_Work instruction_. All records are to be printed exactly as they appear.

_Given records_.
Start of Block

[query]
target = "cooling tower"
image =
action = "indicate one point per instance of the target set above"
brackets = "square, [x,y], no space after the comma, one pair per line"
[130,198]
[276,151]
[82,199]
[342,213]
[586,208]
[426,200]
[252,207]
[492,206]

End of Block

_Written answer_.
[query]
target = "cooling tower"
image =
action = "indicate one point per instance of the target set above"
brackets = "square, [x,y], no space after the comma, one pair per line"
[130,198]
[276,151]
[82,199]
[342,213]
[586,208]
[426,200]
[252,207]
[492,206]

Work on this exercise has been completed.